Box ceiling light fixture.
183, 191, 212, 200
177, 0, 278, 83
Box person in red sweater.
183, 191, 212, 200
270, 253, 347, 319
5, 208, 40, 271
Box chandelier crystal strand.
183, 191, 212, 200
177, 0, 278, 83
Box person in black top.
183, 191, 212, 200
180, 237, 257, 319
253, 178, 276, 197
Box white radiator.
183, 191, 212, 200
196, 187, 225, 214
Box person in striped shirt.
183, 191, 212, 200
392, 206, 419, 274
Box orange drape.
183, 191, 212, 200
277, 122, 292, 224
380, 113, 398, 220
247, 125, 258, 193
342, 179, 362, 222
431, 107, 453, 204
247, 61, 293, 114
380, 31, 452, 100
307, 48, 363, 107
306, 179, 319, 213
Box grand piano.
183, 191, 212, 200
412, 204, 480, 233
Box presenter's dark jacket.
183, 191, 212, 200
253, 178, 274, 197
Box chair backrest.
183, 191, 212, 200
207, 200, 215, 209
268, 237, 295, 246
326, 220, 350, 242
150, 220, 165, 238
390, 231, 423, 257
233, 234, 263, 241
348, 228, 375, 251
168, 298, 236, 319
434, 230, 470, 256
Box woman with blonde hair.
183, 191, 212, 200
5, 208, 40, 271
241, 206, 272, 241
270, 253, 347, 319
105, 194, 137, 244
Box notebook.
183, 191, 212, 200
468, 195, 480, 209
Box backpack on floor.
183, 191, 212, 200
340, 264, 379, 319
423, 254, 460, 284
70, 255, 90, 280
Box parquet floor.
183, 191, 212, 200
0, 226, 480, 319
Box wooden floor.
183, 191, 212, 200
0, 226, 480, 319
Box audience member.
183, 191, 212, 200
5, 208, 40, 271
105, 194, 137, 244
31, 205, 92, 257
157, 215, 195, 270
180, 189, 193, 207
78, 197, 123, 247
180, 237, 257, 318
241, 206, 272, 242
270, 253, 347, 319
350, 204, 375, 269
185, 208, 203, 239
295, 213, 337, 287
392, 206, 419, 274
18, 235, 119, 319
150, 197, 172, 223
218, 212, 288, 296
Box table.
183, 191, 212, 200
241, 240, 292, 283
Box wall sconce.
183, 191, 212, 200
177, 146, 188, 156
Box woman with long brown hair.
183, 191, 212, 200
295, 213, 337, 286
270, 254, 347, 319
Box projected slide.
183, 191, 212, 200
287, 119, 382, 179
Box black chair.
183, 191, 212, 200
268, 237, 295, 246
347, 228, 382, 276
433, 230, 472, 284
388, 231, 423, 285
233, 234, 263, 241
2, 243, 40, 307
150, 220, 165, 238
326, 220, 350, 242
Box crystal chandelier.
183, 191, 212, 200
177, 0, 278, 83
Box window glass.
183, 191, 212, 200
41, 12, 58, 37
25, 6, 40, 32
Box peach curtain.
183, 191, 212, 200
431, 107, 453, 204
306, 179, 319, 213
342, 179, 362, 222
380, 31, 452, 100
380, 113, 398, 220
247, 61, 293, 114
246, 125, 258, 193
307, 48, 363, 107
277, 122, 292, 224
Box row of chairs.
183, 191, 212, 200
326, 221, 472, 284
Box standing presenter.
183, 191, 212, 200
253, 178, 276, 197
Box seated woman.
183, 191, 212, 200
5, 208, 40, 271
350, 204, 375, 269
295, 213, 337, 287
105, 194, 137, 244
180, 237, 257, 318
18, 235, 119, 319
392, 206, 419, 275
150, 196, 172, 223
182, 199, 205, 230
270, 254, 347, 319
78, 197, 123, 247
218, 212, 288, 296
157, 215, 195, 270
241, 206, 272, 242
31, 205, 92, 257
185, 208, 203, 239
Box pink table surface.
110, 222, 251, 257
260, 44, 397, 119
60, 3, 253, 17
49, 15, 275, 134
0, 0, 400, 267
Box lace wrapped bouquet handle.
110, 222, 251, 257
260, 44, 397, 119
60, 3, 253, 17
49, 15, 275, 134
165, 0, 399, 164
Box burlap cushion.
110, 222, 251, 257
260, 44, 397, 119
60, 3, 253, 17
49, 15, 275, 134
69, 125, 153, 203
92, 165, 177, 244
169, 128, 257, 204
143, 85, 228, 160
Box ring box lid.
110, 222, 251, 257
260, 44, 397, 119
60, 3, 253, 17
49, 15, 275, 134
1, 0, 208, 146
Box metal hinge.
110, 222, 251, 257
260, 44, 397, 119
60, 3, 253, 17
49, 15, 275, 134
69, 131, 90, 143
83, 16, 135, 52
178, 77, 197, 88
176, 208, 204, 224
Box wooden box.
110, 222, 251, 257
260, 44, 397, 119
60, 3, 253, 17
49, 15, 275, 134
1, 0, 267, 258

▶ [WHAT YOU ARE ASKED TO DO] Pull out every line in the rows above that contains the string "floor", matching case exactly.

▶ [RESPONSE TO THIS TASK]
Box backpack on floor.
Box parquet floor.
Box wooden floor.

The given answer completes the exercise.